### Ce qui est demandé
**a)** Présentez sous forme de tableau Markdown les lignes des entrées, en commençant par celle qui contient « Point to the hedge planter. » et en terminant par la dernière ligne des entrées. Utilisez les colonnes « Numéro » et « Ligne de l'entrée », et omettez les lignes vides.
**b)** Poursuivez l'entretien sur la fermeture du site Le Village à partir de l'endroit où il s'arrête.
───── Texte source ─────
16 avril 2012

Interview: Sullivan Le Postec

Les amateurs de séries ont appris avec tristesse la fermeture du site Le Village, véritable référence en la matière. Plus profondément, Le Village était surtout le porte-parole d'une certaine vision de la télé, teintée de modernisme et de volontarisme, une vision à laquelle je crois que bon nombre de jeunes scénaristes souscrivent. Pour faire le bilan d'une aventure de cinq années, je suis parti à la rencontre de Sullivan Le Postec, LE spécialiste de la fiction européenne.


Qu'est-ce qui vous a poussé à arrêter l'aventure du Village?
La décision a été prise cet automne, entre Dominique Montay, Émilie Flament et moi. Il est apparu clair qu'une transition était en train de s’opérer pour nous. De commentateurs de la fiction française, nous nous engagions sur la route qui devait permettre de faire de nous des acteurs. Les deux positions ne sont pas cumulables. Tout cela s’est aussi inscrit dans un contexte où une question se posait à nous depuis au moins un an, à ce moment-là : où est-ce qu'on pouvait emmener le site, maintenant ? Qu’est-ce qu’on pouvait faire de neuf pour renouveler l’intérêt des lecteurs, le nôtre aussi ? Nous avions des pistes, mais nous nous trouvions de plus en plus confrontés à nos limites structurelles : le bénévolat et l’absence totale de budget. On a bien cherché un Emir Qatari pour racheter Le Village, mais ils ont préféré le PSG.

Pourquoi ne pas plutôt recruter de nouveaux journalistes pour garder du sang frais?
Nous avons toujours eu du mal à recruter au Village. En partie parce que nous sommes sur un sujet de niche – les séries européennes, avec une forte dose de séries françaises. Aussi, je crois, parce qu'on a installé une sorte de style qui fait un peu peur, entre le design austère copié sur le site officiel du Parti Communiste Ukrainien (non, on n’a pas vraiment copié leur design) et les articles très longs. Mais contrairement à des bruits qui circulent, je ne refuse pas les papiers de moins de 15 feuillets. Bref, il nous a semblé qu'il serait difficile de remplacer l’équipe, surtout plusieurs personnes de l’équipe (même si ironiquement, Nicolas Robert nous a rejoint grosso modo à ce moment-là). J’ai eu le sentiment qu'on risquait de perdre beaucoup de temps et d’énergie à essayer de sauver Le Village sans y arriver. Cela risquait de détourner notre attention du site et, d’une façon ou d’une autre, de le faire s’arrêter d’une façon assez poussive. A un moment, je suis intervenu pour dire qu’il valait peut-être mieux assumer que c’était la fin, et partir en beauté.

En cinq ans, quel a été ton meilleur souvenir au Village?
───── Données à traiter ─────
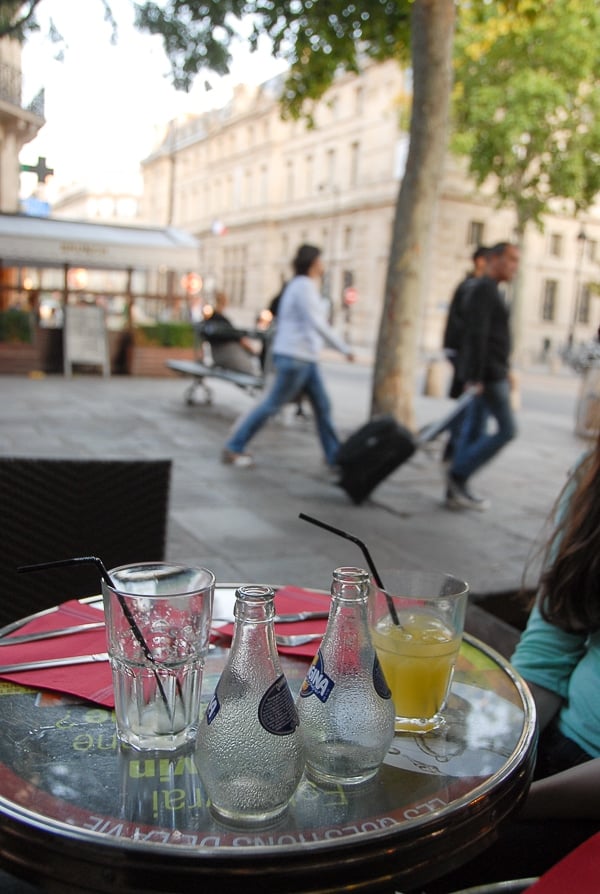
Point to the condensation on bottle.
(250, 753)
(345, 705)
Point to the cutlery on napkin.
(91, 680)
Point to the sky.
(106, 107)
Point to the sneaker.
(459, 496)
(240, 460)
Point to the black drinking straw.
(367, 555)
(94, 560)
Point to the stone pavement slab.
(244, 523)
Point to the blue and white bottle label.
(277, 712)
(379, 682)
(316, 681)
(214, 706)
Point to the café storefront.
(138, 276)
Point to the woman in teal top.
(559, 655)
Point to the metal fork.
(298, 639)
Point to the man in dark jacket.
(453, 343)
(484, 368)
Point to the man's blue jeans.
(471, 455)
(292, 377)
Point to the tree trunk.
(432, 34)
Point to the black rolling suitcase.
(371, 454)
(376, 449)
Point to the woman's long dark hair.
(569, 593)
(305, 258)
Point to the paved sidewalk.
(244, 524)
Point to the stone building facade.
(252, 187)
(18, 125)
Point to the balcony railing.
(10, 84)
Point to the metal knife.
(300, 616)
(49, 634)
(53, 662)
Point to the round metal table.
(78, 813)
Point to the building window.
(354, 153)
(330, 166)
(583, 311)
(264, 185)
(310, 169)
(555, 245)
(359, 100)
(549, 296)
(289, 181)
(475, 233)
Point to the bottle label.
(379, 682)
(214, 706)
(316, 681)
(277, 712)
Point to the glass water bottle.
(345, 705)
(250, 754)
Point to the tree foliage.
(527, 103)
(315, 37)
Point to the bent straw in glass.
(94, 560)
(367, 555)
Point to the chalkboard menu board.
(85, 338)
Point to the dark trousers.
(526, 848)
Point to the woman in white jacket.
(301, 330)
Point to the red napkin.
(92, 682)
(579, 871)
(289, 600)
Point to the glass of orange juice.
(417, 624)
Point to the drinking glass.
(418, 653)
(158, 625)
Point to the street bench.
(199, 372)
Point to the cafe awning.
(49, 242)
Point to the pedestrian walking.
(453, 344)
(301, 330)
(485, 357)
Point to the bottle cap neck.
(254, 602)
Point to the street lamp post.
(581, 239)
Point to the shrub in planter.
(15, 326)
(167, 335)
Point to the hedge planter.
(150, 360)
(18, 358)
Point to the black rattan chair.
(60, 508)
─────
### Résultats attendus
**a)**
| Numéro | Ligne de l'entrée |
|---|---|
| 1 | Point to the hedge planter. |
| 2 | (150, 360) |
| 3 | (18, 358) |
| 4 | Point to the black rattan chair. |
| 5 | (60, 508) |

**b)**
Évidemment, j’ai mille meilleurs souvenirs. Je me souviens particulièrement de notre visite sur le plateau de tournage de la saison 2 de «Reporters», vers novembre 2008. C’était la première fois que nous étions invités sur un tournage, et le début de véritables relations de communication entre nous et un diffuseur. Grosse pression. Et le tout sur une série que j’adorais passionnément. Il faut dire que lorsque Le Village a ouvert en 2007, j’habitais encore à Lyon : la première année et demie, le site a commenté la fiction avec beaucoup plus de distance. Quand je suis arrivé sur Paris, le travail d’équipe s’est trouvé vraiment renforcé, de même que les relations avec les créatifs et les diffuseurs. Soudain, on pouvait se rencontrer, ça changeait tout. Quelque part, ça a été le vrai départ du site. En tout cas, le moment où il est devenu une expérience éditoriale différente de tout ce qui existait.

Et le pire souvenir?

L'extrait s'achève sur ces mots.